:: Text block ::
Skip to main content

Async Utils

Project description

au - Asynchronous Computation Framework

A Python framework for transforming synchronous functions into asynchronous ones with status tracking, result persistence, and pluggable backends.

Features

  • 🚀 Simple decorator-based API - Transform any function into an async computation
  • 💾 Pluggable storage backends - File system, Redis, databases, etc.
  • 🔄 Multiple execution backends - Processes, threads, distributed queues (RQ, Supabase)
  • 🌐 Queue backends - Standard library, Redis Queue, Supabase PostgreSQL
  • 🛡️ Middleware system - Logging, metrics, authentication, rate limiting
  • 🧹 Automatic cleanup - TTL-based expiration of old results
  • 📦 Flexible serialization - JSON, Pickle, or custom formats
  • 🔍 Status tracking - Monitor computation state and progress
  • Cancellation support - Stop long-running computations
  • 🏭 Distributed processing - Scale across multiple machines

Installation

pip install au

Quick Start

from au import async_compute
# For queue backends:
# from au import StdLibQueueBackend
# from au.backends.rq_backend import RQBackend
# from au.backends.supabase_backend import SupabaseQueueBackend

@async_compute()
def expensive_computation(n: int) -> int:
    """Calculate factorial."""
    result = 1
    for i in range(1, n + 1):
        result *= i
    return result

# Launch computation (returns immediately)
:::
:: Data supplied ::
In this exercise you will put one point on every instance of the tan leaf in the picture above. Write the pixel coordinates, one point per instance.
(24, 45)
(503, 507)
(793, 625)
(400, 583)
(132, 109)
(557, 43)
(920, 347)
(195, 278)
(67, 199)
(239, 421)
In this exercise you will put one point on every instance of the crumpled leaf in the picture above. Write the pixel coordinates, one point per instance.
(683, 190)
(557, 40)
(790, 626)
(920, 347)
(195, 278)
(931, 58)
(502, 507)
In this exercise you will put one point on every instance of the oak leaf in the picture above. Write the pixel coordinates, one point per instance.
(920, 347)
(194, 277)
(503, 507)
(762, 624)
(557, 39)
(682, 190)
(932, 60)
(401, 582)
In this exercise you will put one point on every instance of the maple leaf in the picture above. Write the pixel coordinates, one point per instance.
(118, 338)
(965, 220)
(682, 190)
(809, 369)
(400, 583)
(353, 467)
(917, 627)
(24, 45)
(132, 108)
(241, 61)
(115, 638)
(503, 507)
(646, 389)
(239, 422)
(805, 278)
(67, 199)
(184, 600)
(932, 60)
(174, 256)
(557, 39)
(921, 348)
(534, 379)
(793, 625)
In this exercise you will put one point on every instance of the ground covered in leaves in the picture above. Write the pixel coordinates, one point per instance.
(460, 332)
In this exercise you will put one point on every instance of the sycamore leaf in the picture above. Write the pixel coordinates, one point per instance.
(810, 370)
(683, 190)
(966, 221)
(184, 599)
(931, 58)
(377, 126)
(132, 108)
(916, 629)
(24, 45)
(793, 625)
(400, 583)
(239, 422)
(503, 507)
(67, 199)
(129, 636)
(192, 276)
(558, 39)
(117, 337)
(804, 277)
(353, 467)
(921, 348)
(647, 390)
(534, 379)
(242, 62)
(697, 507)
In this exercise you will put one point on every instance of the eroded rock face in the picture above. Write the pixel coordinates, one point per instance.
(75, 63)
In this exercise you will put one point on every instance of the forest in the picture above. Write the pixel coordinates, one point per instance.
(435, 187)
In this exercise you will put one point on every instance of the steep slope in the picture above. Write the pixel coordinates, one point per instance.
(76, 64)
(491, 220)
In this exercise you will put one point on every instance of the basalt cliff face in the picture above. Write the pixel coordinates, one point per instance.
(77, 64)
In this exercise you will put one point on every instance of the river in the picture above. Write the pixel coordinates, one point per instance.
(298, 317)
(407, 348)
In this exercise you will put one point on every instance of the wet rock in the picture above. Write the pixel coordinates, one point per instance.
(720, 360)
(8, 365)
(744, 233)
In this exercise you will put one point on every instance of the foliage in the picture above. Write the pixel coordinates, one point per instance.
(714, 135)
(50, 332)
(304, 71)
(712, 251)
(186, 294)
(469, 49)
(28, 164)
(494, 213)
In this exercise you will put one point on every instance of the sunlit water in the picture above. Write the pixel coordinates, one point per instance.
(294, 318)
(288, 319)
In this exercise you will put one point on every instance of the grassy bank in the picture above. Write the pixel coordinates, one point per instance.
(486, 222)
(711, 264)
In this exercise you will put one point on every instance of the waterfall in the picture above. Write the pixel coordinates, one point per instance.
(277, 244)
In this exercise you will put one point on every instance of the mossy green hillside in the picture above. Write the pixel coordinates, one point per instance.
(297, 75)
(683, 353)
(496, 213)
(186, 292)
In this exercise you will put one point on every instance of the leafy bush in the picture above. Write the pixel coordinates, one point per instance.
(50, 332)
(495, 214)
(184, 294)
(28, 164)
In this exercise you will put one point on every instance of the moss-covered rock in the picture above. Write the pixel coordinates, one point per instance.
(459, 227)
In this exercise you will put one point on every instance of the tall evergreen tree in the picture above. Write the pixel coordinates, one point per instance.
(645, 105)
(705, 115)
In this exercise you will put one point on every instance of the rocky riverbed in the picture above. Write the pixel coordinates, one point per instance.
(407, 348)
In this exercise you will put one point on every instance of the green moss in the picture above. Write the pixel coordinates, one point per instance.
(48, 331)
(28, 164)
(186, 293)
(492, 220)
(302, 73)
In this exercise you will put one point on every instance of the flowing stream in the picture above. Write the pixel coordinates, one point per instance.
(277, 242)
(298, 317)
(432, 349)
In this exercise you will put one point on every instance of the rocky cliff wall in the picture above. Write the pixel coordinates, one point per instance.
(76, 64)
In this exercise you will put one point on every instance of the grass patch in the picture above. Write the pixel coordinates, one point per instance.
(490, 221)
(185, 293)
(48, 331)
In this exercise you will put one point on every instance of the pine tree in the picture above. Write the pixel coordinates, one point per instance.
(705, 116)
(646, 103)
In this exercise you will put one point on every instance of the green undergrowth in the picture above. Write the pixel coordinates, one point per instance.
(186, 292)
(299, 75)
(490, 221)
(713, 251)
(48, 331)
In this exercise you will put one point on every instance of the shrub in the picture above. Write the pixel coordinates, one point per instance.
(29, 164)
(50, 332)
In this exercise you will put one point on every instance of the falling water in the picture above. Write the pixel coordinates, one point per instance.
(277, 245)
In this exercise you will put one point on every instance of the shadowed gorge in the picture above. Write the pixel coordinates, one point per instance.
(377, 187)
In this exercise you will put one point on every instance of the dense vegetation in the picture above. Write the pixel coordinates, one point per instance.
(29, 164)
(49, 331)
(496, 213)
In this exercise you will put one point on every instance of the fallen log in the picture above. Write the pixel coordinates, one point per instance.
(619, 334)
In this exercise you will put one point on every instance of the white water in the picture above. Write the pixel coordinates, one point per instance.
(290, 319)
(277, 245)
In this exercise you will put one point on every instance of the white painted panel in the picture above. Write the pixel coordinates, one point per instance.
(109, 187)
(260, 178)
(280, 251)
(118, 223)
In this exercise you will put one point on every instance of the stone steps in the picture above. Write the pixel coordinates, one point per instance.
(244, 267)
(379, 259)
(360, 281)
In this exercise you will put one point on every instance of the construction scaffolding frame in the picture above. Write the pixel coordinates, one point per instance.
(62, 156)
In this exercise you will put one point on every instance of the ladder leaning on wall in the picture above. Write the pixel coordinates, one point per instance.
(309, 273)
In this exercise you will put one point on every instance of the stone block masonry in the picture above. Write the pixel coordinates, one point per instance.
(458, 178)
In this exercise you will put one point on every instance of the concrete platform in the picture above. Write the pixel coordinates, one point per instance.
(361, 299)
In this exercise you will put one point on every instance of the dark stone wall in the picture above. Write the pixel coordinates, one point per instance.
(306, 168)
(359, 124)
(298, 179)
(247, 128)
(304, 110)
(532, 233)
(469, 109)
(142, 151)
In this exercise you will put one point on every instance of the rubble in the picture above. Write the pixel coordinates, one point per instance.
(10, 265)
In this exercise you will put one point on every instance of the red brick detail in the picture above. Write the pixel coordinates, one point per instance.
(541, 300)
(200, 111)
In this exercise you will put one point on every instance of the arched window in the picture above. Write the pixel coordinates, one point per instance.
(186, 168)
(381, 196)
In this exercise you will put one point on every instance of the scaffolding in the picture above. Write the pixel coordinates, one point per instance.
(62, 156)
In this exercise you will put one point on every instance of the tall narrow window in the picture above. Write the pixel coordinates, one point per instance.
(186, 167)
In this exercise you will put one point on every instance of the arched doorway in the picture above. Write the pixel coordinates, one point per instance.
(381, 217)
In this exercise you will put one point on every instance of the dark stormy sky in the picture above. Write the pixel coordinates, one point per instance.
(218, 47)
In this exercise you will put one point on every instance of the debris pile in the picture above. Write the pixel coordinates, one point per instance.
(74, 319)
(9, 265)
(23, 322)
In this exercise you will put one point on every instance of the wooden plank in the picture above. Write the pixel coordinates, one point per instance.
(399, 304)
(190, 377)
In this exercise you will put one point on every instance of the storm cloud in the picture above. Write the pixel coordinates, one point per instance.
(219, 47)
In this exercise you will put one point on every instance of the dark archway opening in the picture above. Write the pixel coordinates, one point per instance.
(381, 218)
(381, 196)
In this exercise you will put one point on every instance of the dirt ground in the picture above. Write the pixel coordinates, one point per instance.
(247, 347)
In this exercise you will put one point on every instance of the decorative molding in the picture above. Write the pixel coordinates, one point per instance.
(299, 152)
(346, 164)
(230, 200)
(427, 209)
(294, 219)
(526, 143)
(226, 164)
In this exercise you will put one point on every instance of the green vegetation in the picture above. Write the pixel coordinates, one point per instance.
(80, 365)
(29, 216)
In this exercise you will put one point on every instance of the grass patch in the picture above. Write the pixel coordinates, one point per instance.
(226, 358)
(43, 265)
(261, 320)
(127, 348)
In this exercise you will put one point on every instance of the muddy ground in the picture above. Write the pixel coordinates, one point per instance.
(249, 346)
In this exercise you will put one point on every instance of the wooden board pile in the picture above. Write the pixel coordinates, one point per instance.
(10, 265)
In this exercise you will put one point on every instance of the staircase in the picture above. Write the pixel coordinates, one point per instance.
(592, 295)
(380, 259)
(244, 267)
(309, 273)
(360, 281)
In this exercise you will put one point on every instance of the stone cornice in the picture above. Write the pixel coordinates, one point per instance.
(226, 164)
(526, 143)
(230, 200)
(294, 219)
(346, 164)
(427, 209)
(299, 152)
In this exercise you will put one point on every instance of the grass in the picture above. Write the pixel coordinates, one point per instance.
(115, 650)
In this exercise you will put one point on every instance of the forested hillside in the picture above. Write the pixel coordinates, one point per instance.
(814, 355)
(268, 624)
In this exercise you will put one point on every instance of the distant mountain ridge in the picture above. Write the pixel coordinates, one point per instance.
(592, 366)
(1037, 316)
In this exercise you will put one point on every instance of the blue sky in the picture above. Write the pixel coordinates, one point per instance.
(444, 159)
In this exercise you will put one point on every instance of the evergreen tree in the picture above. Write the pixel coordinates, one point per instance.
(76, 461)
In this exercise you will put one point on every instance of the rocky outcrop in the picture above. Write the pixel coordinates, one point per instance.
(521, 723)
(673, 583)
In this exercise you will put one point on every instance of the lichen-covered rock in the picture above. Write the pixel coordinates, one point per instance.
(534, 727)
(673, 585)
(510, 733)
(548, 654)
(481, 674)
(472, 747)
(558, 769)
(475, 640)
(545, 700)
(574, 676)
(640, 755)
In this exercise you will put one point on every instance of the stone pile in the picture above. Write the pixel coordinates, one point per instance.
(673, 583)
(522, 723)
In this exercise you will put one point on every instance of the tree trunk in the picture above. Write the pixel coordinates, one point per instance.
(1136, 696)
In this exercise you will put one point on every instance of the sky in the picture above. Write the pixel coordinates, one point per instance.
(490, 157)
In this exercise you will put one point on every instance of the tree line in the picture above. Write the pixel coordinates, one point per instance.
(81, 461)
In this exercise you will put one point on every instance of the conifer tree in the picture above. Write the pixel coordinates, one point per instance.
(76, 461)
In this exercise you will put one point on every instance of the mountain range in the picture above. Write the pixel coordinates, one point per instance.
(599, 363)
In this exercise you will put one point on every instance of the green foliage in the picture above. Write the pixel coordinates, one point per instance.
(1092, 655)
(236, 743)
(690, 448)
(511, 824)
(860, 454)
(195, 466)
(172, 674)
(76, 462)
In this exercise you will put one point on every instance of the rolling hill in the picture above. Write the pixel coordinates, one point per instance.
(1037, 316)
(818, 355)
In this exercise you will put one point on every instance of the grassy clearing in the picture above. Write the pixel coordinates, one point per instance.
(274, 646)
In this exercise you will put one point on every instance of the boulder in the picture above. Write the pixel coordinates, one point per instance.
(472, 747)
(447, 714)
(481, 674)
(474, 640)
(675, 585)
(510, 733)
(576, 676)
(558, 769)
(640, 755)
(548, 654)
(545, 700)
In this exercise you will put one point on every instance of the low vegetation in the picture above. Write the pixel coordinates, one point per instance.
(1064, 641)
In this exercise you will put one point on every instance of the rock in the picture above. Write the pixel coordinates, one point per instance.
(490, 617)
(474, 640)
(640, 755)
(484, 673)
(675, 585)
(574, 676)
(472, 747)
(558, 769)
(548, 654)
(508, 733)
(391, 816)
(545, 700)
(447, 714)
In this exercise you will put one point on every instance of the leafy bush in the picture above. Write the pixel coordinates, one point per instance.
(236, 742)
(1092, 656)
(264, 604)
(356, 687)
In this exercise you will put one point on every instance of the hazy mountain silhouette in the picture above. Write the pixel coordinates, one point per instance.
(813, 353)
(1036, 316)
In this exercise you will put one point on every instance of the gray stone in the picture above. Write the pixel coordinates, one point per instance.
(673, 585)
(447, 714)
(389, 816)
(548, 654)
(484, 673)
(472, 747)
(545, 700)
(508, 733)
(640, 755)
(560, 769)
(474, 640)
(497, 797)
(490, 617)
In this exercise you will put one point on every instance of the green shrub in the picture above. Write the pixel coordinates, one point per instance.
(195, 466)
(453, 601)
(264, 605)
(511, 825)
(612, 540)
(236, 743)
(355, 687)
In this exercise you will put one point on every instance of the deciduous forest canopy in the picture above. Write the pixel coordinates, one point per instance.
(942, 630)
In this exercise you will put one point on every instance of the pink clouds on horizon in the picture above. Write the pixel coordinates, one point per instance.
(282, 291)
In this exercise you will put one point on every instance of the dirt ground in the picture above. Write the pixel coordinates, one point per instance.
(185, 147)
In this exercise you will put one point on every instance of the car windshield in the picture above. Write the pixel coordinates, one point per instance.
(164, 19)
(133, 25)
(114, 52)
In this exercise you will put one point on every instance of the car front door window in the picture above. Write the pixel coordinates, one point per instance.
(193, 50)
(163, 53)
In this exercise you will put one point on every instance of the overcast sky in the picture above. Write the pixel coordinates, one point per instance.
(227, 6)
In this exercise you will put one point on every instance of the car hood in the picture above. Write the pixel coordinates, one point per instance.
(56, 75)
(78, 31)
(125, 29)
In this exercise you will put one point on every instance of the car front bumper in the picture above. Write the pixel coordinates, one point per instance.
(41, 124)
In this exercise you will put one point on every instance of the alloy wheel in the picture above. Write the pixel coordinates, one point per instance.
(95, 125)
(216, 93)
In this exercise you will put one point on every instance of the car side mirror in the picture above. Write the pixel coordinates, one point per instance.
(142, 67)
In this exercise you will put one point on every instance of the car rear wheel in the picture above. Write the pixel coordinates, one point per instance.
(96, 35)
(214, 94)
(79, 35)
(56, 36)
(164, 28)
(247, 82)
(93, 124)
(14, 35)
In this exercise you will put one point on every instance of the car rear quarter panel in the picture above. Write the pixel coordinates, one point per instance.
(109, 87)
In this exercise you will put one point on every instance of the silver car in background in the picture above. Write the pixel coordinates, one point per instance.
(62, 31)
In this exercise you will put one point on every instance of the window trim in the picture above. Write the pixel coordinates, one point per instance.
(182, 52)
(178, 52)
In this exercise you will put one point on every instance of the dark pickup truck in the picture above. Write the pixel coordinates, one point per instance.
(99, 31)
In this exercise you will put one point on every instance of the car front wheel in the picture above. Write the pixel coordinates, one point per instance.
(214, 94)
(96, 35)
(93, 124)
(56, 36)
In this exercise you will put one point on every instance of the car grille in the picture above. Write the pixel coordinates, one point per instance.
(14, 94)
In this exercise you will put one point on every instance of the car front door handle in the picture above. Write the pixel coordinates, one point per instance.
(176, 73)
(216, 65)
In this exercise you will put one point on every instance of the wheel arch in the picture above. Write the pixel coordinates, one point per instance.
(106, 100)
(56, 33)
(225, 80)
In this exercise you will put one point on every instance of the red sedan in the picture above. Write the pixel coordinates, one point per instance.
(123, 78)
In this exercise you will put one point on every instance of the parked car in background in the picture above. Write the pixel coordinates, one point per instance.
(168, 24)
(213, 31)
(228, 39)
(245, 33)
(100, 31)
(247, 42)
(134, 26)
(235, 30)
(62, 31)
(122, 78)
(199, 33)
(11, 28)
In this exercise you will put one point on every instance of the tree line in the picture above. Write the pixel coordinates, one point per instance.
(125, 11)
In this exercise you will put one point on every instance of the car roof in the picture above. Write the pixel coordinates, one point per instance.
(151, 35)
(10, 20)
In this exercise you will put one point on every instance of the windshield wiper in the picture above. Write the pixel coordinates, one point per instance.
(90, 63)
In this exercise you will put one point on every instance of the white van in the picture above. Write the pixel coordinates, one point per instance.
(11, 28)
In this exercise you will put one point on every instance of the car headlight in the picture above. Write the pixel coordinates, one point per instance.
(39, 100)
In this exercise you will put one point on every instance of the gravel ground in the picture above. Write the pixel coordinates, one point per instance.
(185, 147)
:::
## Short problem
Continue the project description for the au asynchronous computation framework, starting right after its last line.

## Task response
handle = expensive_computation(100)

# Check status
print(handle.get_status())  # ComputationStatus.RUNNING

# Get result (blocks with timeout)
result = handle.get_result(timeout=30)
print(f"100! = {result}")

Use Cases

1. Long-Running Computations

Perfect for computations that take minutes or hours:

  • Machine learning model training
  • Data processing pipelines
  • Scientific simulations
  • Report generation

2. Web Application Background Tasks

Offload heavy work from request handlers:

@app.route('/analyze')
def analyze_data():
    handle = analyze_large_dataset(request.files['data'])
    return {'job_id': handle.key}

@app.route('/status/<job_id>')
def check_status(job_id):
    handle = ComputationHandle(job_id, store)
    return {'status': handle.get_status().value}

3. Distributed Computing

Use queue backends to distribute work across multiple machines:

# Using Redis Queue backend
import redis
from rq import Queue
from au.backends.rq_backend import RQBackend

redis_conn = redis.Redis()
rq_queue = Queue('tasks', connection=redis_conn)
backend = RQBackend(store, rq_queue)

@async_compute(backend=backend, store=store)
def distributed_task(data):
    return complex_analysis(data)

# Task will be processed by RQ workers on any machine
handle = distributed_task(large_dataset)

4. Batch Processing

Process multiple items with shared infrastructure:

store = FileSystemStore("/var/computations", ttl_seconds=3600)
backend = ProcessBackend(store)

@async_compute(backend=backend, store=store)
def process_item(item_id):
    return transform_item(item_id)

# Launch multiple computations
handles = [process_item(i) for i in range(1000)]

Usage Patterns

Basic Usage

from au import async_compute

# Simple async function with default settings
@async_compute()
def my_function(x):
    return x * 2

handle = my_function(21)
result = handle.get_result(timeout=10)  # Returns 42

Custom Configuration

from au import async_compute, FileSystemStore, ProcessBackend
from au import LoggingMiddleware, MetricsMiddleware, SerializationFormat

# Configure store with TTL and serialization
store = FileSystemStore(
    "/var/computations",
    ttl_seconds=3600,  # 1 hour TTL
    serialization=SerializationFormat.PICKLE  # For complex objects
)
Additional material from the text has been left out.